# Problem statement
Your answer must consist solely of the line containing "Question. Indicate one point for each instance of the flagpole" and each line after it through the end of the data, copied exactly.

# Extracted records
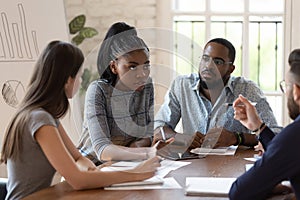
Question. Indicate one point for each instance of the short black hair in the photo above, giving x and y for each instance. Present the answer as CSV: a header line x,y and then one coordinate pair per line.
x,y
228,45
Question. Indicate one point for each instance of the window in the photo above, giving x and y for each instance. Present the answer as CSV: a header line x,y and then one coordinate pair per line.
x,y
254,27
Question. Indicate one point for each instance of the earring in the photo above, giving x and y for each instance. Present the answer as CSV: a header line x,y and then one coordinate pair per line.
x,y
113,67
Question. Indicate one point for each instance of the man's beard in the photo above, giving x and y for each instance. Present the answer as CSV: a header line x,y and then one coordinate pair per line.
x,y
292,107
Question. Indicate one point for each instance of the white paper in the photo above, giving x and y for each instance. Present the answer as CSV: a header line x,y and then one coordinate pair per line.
x,y
218,151
208,185
162,171
155,180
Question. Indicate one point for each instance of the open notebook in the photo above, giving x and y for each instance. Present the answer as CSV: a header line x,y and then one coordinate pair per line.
x,y
208,186
177,152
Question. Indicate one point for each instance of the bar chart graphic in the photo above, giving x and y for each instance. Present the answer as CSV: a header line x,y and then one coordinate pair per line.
x,y
18,43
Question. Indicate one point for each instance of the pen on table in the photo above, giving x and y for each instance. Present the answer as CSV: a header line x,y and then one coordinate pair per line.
x,y
163,133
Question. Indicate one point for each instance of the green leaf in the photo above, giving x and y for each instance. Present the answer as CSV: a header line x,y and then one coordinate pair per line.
x,y
77,40
88,32
77,24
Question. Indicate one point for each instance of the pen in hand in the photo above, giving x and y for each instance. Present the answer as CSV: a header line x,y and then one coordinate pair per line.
x,y
163,133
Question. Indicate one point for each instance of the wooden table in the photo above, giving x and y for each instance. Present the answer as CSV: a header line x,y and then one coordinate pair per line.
x,y
214,166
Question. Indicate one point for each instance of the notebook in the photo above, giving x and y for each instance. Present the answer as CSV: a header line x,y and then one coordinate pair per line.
x,y
176,152
208,186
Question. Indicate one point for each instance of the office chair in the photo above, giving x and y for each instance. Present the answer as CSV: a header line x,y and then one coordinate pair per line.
x,y
3,191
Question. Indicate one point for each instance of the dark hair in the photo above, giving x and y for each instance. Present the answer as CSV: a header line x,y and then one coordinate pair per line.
x,y
58,61
228,45
119,40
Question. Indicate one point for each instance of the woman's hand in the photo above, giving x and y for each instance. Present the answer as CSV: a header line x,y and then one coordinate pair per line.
x,y
147,168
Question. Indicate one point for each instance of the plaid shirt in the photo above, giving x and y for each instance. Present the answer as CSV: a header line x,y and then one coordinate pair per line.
x,y
115,117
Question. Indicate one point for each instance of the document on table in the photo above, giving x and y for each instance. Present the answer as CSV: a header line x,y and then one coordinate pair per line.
x,y
168,183
208,186
217,151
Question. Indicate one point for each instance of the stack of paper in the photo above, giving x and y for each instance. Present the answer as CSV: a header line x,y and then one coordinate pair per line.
x,y
156,182
218,151
208,186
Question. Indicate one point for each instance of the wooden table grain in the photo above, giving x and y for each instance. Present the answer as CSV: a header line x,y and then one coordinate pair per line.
x,y
212,166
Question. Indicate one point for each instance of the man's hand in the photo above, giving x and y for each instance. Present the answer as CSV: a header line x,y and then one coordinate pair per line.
x,y
218,137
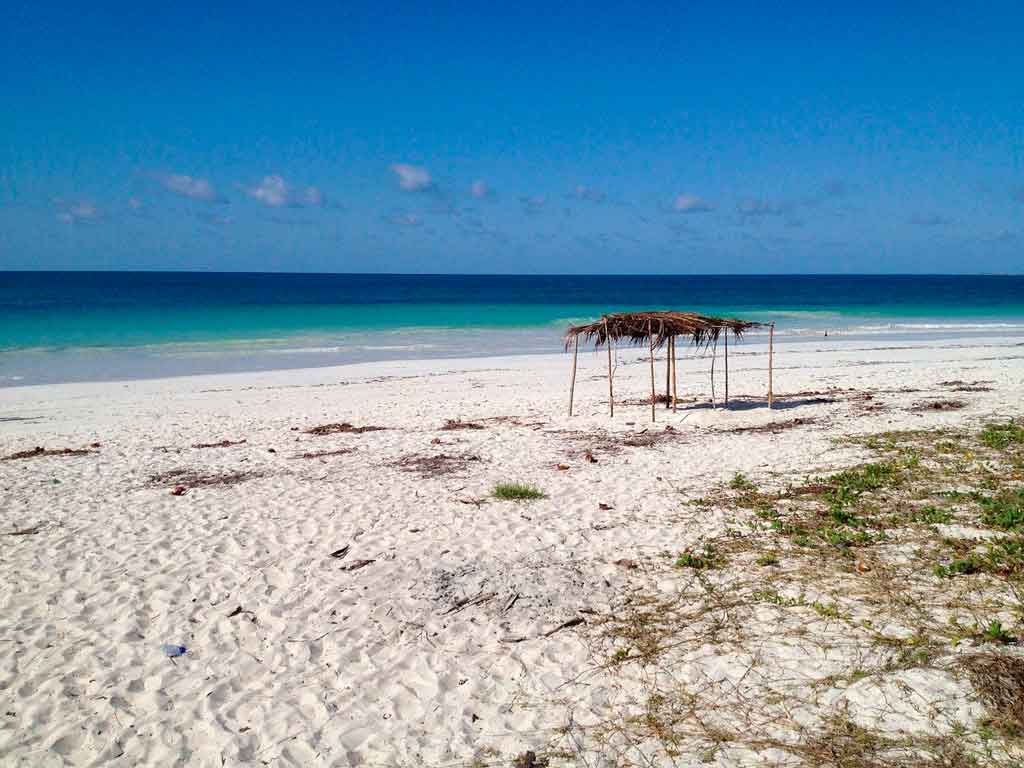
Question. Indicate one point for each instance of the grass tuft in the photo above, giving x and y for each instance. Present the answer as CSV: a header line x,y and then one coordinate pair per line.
x,y
517,492
1003,435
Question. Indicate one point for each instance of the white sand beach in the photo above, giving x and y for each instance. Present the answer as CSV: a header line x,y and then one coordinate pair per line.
x,y
361,599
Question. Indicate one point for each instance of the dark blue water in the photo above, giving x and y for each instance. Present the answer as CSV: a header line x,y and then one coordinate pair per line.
x,y
71,324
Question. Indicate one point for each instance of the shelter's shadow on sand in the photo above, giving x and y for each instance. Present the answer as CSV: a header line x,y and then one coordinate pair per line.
x,y
754,404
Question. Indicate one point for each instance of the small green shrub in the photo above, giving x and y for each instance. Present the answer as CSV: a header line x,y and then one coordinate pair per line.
x,y
1003,435
739,481
1005,510
995,634
515,492
963,566
710,558
932,515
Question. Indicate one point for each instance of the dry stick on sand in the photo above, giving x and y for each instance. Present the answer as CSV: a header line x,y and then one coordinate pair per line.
x,y
653,396
576,351
222,443
668,373
714,356
36,452
726,368
611,395
675,397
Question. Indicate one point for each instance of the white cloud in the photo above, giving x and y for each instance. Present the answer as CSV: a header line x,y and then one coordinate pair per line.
x,y
691,204
77,212
406,220
188,186
274,192
412,177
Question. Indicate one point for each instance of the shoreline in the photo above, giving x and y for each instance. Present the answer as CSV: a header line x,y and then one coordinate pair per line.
x,y
83,365
357,595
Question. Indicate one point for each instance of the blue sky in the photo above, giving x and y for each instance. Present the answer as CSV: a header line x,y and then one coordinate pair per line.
x,y
683,137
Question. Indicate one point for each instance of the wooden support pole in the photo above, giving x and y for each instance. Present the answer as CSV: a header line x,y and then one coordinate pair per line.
x,y
668,373
611,395
726,368
674,364
576,351
714,356
650,340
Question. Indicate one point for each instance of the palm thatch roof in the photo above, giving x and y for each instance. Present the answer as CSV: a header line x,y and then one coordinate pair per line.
x,y
656,328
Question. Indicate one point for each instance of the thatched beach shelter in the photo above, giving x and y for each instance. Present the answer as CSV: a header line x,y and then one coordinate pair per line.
x,y
662,329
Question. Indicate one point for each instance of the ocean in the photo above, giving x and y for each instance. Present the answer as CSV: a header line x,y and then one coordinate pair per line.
x,y
79,326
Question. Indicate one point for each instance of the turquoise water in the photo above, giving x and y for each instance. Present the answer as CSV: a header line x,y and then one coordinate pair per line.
x,y
74,326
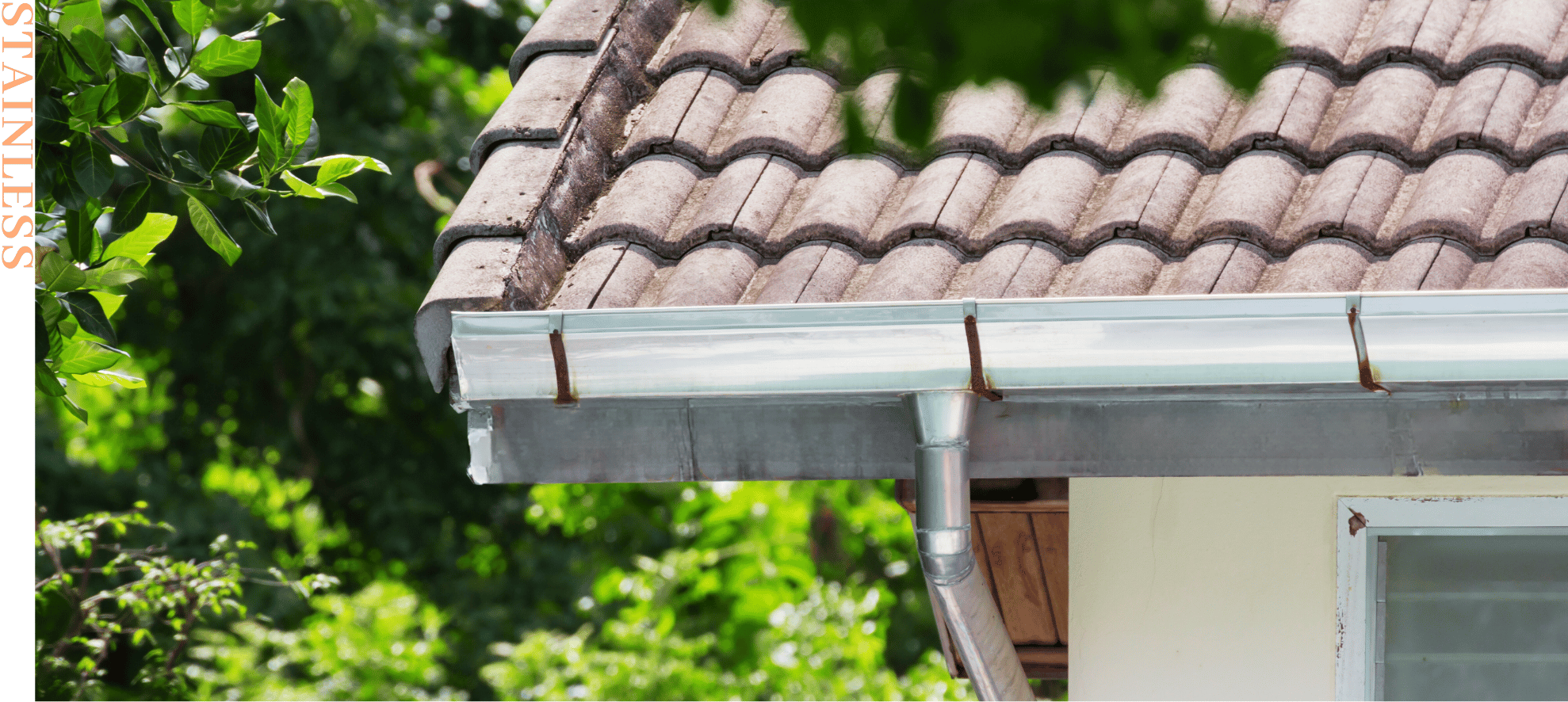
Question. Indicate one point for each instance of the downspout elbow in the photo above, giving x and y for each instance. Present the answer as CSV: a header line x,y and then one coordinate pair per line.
x,y
943,536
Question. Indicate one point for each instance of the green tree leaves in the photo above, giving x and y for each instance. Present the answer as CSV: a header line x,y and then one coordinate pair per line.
x,y
212,113
226,57
192,16
59,275
139,243
212,231
93,102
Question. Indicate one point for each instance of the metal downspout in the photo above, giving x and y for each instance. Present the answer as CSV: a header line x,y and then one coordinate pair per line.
x,y
941,533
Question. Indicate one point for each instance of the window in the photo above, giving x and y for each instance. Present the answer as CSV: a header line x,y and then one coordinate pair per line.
x,y
1452,597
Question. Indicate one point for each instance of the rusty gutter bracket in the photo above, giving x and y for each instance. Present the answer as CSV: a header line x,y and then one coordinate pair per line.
x,y
1358,338
977,380
564,380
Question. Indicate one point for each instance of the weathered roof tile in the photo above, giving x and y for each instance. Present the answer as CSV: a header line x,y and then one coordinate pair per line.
x,y
915,270
817,272
1385,112
1252,196
723,43
1045,200
1321,30
643,201
1521,30
713,273
576,27
846,200
1454,198
1018,269
1405,144
783,116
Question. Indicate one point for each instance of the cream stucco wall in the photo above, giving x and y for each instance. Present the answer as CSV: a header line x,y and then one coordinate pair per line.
x,y
1218,588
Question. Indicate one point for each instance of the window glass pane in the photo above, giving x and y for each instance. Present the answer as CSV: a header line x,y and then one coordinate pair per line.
x,y
1476,618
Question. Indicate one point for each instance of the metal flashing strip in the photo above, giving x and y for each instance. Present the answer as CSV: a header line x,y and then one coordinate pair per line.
x,y
1410,342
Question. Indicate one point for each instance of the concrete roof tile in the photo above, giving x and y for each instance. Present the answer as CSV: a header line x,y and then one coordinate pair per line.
x,y
723,43
1405,144
1454,198
1184,116
1531,264
643,203
1045,200
1252,196
1321,29
1385,112
1428,264
979,120
1487,109
713,273
1417,30
1349,200
1327,265
1018,269
1542,200
1521,30
915,270
783,116
1115,269
1548,131
817,272
1223,267
610,275
846,201
574,27
1286,112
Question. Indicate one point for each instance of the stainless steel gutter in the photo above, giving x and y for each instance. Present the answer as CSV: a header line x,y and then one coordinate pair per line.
x,y
1361,341
941,532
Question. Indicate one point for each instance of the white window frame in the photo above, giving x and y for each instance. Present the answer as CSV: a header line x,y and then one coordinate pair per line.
x,y
1412,516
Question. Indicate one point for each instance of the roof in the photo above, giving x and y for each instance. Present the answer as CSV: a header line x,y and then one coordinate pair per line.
x,y
652,154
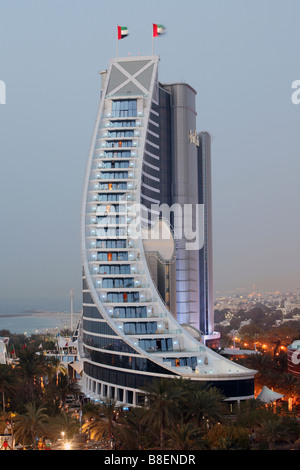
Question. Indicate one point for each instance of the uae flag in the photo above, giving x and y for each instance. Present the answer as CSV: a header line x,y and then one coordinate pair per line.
x,y
122,32
158,29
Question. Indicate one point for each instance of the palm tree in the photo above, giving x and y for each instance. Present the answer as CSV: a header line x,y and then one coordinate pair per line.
x,y
7,382
31,367
58,368
132,433
31,425
101,427
63,422
162,406
289,386
273,430
185,436
206,405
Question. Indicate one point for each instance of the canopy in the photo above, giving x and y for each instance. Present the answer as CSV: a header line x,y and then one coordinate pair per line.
x,y
78,366
268,396
67,343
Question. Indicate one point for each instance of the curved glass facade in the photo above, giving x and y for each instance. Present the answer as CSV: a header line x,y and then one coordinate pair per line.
x,y
128,335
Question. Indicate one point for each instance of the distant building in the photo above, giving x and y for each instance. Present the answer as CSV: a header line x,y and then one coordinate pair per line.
x,y
293,358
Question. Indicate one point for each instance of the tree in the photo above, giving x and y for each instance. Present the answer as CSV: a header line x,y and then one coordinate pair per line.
x,y
7,383
207,405
162,405
273,430
185,436
101,426
289,385
31,368
31,425
132,433
63,422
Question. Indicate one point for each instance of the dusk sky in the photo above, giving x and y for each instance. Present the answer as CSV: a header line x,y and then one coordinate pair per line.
x,y
240,56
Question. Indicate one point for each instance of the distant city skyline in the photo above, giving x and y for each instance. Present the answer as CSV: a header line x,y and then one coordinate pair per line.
x,y
242,59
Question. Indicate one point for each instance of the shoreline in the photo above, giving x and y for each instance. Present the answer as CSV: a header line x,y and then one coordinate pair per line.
x,y
38,314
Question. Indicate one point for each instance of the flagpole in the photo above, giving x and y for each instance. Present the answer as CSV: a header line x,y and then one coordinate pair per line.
x,y
117,41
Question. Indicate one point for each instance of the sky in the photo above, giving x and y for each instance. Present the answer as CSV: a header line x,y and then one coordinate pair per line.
x,y
240,55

# The completed task
Question. Indicate one point for each instance of the flagpole in the photo above, giving x and y for each instance. Present the answer as CSV: a header line x,y and then one coordinate pair per line.
x,y
117,41
Question. Indicate one point for each instance of the sky in the photo above, giving x and y for each instance. Present the answer as CSV: a header line x,y and then one coordinate pair per line.
x,y
240,55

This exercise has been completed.